### Text for analysis:
···
Vyvanse Side Effects: Potentially Permanent Side Effects Explained

At a glance
- Drug name / lisdexamfetamine dimesylate (Vyvanse), a Schedule II CNS stimulant
- FDA approval date / 2007 (ADHD in adults and children 6+); 2015 (binge eating disorder)
- Half-life / lisdexamfetamine 1 hour; active metabolite d-amphetamine ~10-13 hours
- Most reported FAERS serious event / cardiovascular reactions, including sudden death
- Growth suppression risk / mean 1.0-2.0 cm height deficit after 2+ years in pediatric studies
- Psychiatric risk / drug-induced psychosis reported at ~0.1% incidence in clinical trials
- Priapism / rare, potentially permanent if untreated; listed as a post-market warning
- Raynaud's phenomenon / reversible in most cases but may become chronic with prolonged exposure
- Cardiovascular remodeling / elevated resting heart rate and BP may persist weeks after discontinuation
- Dependence / FDA Schedule II classification reflects high abuse potential with possible lasting neuroadaptations
What Is Vyvanse and How Does It Work?
Vyvanse is a prodrug. After oral ingestion, enzymatic hydrolysis in red blood cells cleaves lisdexamfetamine into the active moiety d-amphetamine, which then blocks reuptake of dopamine and norepinephrine at presynaptic terminals. The prodrug design was intended to reduce abuse potential compared to immediate-release amphetamine salts, though the FDA still classifies it Schedule II.
Approved Indications
The FDA approved Vyvanse in 2007 for attention-deficit/hyperactivity disorder (ADHD) in patients aged 6 and older, and expanded the label in 2015 to include moderate-to-severe binge eating disorder (BED) in adults. The prescribing information is available directly on the FDA's drug label database [1].
Pharmacokinetic Profile Relevant to Side-Effect Duration
D-amphetamine has a half-life of approximately 10-13 hours, meaning five half-lives extends roughly 50-65 hours. Most pharmacodynamic effects resolve well within that window. Side effects that persist beyond 72 hours after the last dose are clinically noteworthy and warrant investigation for a more durable mechanism, such as structural cardiac change, persistent hypoperfusion to peripheral vessels, or neurochemical adaptation.
Common Side Effects: What the Trials Show
The key Phase III trial in adults with ADHD (SPD489-325, N=358) and the BED registration trials provide the cleanest incidence data because they were randomized, placebo-controlled, and double-blind [2].
Frequency of Adverse Events in Clinical Trials
In the pooled adult ADHD studies, the most common treatment-emergent adverse events occurring in at least 5% of Vyvanse patients and at twice the placebo rate included:
- Decreased appetite (34.3% Vyvanse vs. 2.8% placebo)
- Insomnia (19.4% vs. 7.9%)
- Dry mouth (26.0% vs. 3.4%)
- Increased heart rate (mean increase ~5 bpm from baseline)
···
[Saved entries]
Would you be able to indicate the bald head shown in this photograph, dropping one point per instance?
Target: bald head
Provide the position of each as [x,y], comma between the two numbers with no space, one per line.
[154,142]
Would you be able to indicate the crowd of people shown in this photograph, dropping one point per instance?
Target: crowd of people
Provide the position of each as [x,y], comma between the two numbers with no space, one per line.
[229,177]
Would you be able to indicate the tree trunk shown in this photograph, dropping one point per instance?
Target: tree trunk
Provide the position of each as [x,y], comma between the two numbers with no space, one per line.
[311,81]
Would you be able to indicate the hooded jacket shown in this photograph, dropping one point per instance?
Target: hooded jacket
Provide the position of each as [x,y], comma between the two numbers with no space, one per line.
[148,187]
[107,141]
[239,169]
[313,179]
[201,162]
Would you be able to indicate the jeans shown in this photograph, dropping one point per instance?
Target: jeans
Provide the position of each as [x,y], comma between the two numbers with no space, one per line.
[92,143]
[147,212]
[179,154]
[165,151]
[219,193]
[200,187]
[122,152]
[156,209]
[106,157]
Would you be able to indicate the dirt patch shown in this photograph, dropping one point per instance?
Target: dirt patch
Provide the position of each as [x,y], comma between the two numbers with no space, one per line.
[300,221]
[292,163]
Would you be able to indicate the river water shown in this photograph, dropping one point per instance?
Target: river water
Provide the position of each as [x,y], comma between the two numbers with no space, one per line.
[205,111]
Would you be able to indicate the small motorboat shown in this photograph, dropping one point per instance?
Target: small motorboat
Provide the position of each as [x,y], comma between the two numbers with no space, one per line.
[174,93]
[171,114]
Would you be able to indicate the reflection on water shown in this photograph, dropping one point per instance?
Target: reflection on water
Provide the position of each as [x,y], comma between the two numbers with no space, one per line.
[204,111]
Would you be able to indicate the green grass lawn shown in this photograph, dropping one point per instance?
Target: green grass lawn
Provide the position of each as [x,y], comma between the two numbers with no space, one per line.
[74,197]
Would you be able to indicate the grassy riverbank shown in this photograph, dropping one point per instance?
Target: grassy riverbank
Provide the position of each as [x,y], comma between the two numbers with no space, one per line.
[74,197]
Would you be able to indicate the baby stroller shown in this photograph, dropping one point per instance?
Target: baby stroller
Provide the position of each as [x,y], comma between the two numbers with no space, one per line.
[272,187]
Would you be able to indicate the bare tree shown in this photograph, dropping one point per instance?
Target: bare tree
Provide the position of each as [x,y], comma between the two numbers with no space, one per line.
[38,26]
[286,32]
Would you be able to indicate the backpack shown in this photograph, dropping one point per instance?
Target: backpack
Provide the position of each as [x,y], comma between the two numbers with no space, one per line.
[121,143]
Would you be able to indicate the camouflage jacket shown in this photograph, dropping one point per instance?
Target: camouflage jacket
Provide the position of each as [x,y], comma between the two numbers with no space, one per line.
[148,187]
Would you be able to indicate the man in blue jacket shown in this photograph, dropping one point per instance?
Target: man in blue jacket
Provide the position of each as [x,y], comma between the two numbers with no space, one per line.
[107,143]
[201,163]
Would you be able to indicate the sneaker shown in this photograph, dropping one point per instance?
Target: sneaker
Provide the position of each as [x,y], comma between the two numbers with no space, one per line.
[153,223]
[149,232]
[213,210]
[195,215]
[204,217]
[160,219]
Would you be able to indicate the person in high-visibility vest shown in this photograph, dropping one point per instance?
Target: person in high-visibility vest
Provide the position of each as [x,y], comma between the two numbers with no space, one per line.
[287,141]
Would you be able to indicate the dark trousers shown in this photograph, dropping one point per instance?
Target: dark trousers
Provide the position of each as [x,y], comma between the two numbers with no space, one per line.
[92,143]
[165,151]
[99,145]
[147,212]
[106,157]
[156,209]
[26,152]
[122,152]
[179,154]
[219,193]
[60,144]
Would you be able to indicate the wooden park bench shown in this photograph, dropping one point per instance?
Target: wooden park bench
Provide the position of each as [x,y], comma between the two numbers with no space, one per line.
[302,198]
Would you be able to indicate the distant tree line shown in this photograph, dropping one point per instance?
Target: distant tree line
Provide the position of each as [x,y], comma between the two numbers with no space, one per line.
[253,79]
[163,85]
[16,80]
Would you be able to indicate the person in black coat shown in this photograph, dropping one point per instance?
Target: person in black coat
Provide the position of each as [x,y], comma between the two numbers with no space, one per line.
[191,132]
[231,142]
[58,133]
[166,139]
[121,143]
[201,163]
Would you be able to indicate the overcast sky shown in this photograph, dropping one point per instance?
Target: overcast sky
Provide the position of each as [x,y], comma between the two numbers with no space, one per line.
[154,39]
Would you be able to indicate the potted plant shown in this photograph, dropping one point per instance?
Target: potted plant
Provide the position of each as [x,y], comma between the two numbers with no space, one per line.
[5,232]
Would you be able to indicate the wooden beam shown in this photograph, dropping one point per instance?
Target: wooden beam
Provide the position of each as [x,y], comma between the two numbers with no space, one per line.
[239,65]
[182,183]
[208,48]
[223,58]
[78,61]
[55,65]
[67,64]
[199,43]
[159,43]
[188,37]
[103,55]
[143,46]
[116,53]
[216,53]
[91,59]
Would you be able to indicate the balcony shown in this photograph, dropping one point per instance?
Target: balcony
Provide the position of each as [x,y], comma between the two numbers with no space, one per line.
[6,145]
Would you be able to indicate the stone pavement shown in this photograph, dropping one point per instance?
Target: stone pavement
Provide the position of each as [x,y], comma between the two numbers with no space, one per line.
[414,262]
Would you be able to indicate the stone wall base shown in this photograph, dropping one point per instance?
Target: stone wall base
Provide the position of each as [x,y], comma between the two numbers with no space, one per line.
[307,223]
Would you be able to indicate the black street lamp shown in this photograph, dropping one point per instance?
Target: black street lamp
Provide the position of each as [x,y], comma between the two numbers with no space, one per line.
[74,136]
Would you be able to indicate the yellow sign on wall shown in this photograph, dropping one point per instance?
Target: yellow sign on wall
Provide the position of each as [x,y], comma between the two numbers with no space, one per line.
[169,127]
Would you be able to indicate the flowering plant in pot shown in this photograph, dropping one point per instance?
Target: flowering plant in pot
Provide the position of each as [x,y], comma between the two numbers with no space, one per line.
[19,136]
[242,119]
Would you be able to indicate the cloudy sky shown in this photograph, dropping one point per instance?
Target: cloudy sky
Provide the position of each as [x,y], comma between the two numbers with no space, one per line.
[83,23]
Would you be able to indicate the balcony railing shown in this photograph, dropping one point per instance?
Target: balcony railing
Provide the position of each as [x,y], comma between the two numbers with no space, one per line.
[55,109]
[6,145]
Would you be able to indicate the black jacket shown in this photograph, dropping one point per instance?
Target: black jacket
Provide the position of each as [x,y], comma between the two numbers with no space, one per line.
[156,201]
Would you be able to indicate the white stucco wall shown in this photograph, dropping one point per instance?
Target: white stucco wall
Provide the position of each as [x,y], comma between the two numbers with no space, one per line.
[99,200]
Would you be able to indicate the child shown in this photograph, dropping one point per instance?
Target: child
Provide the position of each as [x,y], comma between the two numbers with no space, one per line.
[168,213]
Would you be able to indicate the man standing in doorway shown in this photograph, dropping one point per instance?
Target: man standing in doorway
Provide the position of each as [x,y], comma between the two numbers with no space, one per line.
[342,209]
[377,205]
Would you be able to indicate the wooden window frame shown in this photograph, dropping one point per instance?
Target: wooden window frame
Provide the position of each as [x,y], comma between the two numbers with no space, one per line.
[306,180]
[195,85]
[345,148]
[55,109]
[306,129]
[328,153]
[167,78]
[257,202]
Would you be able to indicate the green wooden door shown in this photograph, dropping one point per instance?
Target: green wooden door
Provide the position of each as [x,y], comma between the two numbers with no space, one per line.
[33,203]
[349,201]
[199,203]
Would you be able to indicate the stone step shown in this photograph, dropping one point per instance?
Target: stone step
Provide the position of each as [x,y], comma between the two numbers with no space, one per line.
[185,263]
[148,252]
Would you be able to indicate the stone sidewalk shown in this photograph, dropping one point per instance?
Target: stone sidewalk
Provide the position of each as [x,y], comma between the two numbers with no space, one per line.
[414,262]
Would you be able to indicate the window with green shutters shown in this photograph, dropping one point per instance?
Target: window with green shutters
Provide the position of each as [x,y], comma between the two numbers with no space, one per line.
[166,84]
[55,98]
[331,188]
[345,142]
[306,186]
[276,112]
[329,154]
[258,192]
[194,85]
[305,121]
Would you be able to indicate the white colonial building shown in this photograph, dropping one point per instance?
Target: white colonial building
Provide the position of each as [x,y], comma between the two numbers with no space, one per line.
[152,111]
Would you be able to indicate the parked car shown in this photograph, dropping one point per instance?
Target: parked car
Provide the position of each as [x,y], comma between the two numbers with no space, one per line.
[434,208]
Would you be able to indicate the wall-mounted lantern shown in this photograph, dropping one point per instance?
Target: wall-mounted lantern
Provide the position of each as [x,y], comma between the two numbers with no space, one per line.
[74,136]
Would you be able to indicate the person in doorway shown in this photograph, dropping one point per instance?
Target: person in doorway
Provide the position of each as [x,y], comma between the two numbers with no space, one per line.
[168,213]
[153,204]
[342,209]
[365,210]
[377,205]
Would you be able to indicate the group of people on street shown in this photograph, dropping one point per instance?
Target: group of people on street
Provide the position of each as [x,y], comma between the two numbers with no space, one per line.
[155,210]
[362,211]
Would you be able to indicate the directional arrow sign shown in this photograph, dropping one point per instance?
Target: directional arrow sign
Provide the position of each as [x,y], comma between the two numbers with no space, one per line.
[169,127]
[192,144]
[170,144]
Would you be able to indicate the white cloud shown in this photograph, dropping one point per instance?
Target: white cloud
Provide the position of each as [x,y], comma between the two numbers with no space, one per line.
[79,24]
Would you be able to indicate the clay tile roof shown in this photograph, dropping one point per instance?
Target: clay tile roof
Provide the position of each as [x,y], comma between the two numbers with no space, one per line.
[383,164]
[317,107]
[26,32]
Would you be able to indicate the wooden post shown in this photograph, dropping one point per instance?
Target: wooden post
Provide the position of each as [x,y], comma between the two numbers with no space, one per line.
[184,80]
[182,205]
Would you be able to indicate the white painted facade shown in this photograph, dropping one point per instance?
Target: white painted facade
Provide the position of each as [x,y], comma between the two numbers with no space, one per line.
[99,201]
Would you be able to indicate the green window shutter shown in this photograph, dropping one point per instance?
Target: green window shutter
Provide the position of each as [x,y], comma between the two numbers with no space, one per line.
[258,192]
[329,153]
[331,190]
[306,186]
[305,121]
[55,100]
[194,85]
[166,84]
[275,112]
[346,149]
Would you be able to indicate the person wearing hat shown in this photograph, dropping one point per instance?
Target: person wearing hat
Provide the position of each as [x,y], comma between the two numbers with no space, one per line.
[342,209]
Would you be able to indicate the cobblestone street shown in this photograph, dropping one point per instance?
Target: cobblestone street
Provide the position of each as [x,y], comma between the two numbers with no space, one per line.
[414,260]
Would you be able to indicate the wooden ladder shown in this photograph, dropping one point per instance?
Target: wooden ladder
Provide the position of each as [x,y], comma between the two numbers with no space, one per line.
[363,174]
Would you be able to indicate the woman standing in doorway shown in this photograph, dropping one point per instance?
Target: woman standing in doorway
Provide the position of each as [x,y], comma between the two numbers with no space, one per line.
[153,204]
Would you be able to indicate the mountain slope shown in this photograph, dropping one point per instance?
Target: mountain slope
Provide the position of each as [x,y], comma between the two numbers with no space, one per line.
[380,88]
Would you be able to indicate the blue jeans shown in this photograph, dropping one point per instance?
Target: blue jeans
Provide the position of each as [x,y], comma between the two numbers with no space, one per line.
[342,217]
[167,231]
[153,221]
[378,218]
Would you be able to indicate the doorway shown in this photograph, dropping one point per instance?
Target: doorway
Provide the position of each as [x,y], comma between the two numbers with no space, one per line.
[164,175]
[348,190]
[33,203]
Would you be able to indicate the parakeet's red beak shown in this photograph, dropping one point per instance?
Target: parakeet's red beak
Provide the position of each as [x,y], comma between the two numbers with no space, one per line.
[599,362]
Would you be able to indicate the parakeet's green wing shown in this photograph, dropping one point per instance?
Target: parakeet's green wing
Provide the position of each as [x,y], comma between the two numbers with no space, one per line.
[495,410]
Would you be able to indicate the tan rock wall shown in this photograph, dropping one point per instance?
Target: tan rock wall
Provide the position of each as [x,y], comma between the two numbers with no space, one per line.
···
### Things to do:
**a)** According to the Vyvanse side-effects article, in what year did the FDA expand the Vyvanse label to include binge eating disorder?
**b)** Continue the Vyvanse side-effects article from the point where it stops.

### Responses to the tasks:
**a)** 2015

**b)**
- Elevated systolic blood pressure (mean increase ~2-4 mmHg)
These numbers come from the FDA-approved prescribing information, which consolidates data across multiple controlled studies [1].
Pediatric Adverse Event Profile
In children aged 6-12, the Phase III key trial (SPD489-301, N=290) showed decreased appetite in 39% and insomnia in 22%, rates that were substantially higher than in adults [3]. Weight loss averaged 1.3 kg vs. A 0.4 kg gain in placebo at 4 weeks, a gap that accumulates meaningfully over years.
Potentially Permanent Side Effects: The High-Concern Category
Most Vyvanse adverse events resolve after discontinuation. A smaller set, described below, may not.
1. Cardiovascular Remodeling and Structural Changes
Amphetamines raise heart rate and blood pressure through norepinephrine release and reuptake inhibition. Short-term increases are well documented. The more contested question is whether years of exposure cause lasting structural remodeling.
A 2023 study published in JAMA Network Open examined long-term amphetamine use in adults and found that sustained use exceeding 5 years was associated with a statistically significant increase in left ventricular mass index compared to matched non-users (P<0.01) [4]. Left ventricular hypertrophy, once established, does not fully reverse in all patients after drug discontinuation. Electrocardiographic changes observed in stimulant users, including QTc prolongation in susceptible individuals, similarly deserve monitoring because they can predispose to arrhythmia independent of ongoing drug exposure.
The FDA label carries a boxed warning noting that amphetamines have been associated with sudden death in patients with pre-existing structural cardiac abnormalities or serious heart disease [1]. The American Heart Association recommends a cardiovascular evaluation before initiating stimulant therapy in any patient with cardiac risk factors [5].
2. Growth Suppression in Children
This is one of the most evidence-supported potentially permanent effects. Multiple long-term pediatric follow-up studies document height deficits.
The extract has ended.